### Passage provided
● ● ● ●
Mark Cuban once pictured himself running a major corporation — until he started his first job out of college.

After Cuban graduated from the University of Indiana in 1981, he was hired at Mellon Bank in Pittsburgh, he recently said on Trevor Noah’s “What Now?” podcast. He liked the job almost immediately, feeling comfortable enough to send business articles to the bank’s CEO and start a “rookie club,” where a group of new employees would invite senior executives out for drinks and networking, he said.

He felt confident he was building important relationships. Then, his boss unkindly told him to knock it off.

“I start to cry … because he’s just yelling at me nonstop,” Cuban said. “I didn’t look at it as just a [9-to-5] job … My only mission was to help my company make more money. My peers and bosses didn’t quite see [my strategy] that way.”

The experience “sealed” something he probably already knew, Cuban told CNBC Make It via email: If he wanted to run a company, he’d likely have to build his own.

It was the first of two wake-up calls that taught Cuban he’d never blend into “the structure and limits” of corporate America, he said on the podcast.

The second one was at a PC software retailer in Dallas called Your Business Software, where he found employment after leaving Mellon Bank and working a series of odd jobs. He was fired after nine months for leaving the store unattended while he closed a $15,000 deal with a client without telling his boss, he recalled in a 2017 podcast interview.

“I was a lousy employee because I was a know-it-all,” Cuban told Wired last year. “I was an entrepreneur at heart, and I always thought I had a better idea [for how to do things].”

Many entrepreneurs are “misfits, difficult employees who start their own firms” because they don’t want to be managed or “work in a pre-structured environment,” suggested a 2007 analysis in American Psychologist, a peer-reviewed academic journal. That disposition may also help them survive the turbulence of launching a new company, the researchers found.

But not every prospective entrepreneur is as successful as Cuban, who launched a software company called Microsolutions in 1983 and kept it afloat through some turbulent early years. He ultimately sold it for $6 million in 1990.

Cuban’s second business, Broadcast.com, was acquired by Yahoo for $5.7 billion in 1999. He is currently running another entrepreneurial venture, discount prescription drug service Cost Plus Drugs, and has a reported net worth of $6.2 billion.
● ● ● ●
### Task material

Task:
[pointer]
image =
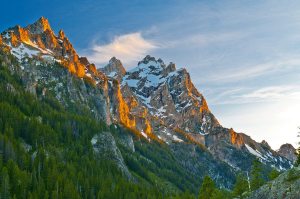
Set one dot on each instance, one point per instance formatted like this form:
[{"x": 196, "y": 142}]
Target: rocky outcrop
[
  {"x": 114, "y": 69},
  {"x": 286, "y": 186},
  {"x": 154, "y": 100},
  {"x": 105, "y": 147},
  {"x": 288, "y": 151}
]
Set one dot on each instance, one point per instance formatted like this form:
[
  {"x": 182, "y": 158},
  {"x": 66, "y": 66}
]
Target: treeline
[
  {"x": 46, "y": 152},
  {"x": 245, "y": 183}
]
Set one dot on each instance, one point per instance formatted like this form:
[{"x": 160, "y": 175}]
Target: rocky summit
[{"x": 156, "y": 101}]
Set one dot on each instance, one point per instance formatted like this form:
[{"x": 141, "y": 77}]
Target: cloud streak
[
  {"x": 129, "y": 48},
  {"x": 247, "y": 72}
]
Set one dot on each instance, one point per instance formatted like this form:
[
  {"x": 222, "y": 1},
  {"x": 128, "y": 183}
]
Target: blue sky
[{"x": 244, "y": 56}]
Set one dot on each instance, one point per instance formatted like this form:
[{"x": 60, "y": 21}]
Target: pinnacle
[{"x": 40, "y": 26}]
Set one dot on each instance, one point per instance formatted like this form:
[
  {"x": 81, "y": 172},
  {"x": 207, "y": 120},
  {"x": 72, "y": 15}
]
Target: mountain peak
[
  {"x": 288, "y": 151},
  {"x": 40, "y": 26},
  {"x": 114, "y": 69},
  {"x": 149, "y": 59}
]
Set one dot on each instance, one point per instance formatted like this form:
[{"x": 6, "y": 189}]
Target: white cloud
● ● ● ●
### Exercise task 1
Using the article on Mark Cuban's early career, answer each of the following:
(a) Where was Cuban hired after graduating in 1981?
(b) How long did he work at Your Business Software before he was fired?
(c) Which company acquired Broadcast.com, and for how much?
### Exercise task 2
Pull out every line of the records that contains the string "Target", matching case.

### Exercise answer 1
(a) Mellon Bank in Pittsburgh
(b) Nine months
(c) Yahoo, for $5.7 billion

### Exercise answer 2
Target: rocky outcrop
Target: treeline
Target: rocky summit
Target: cloud streak
Target: blue sky
Target: pinnacle
Target: mountain peak
Target: white cloud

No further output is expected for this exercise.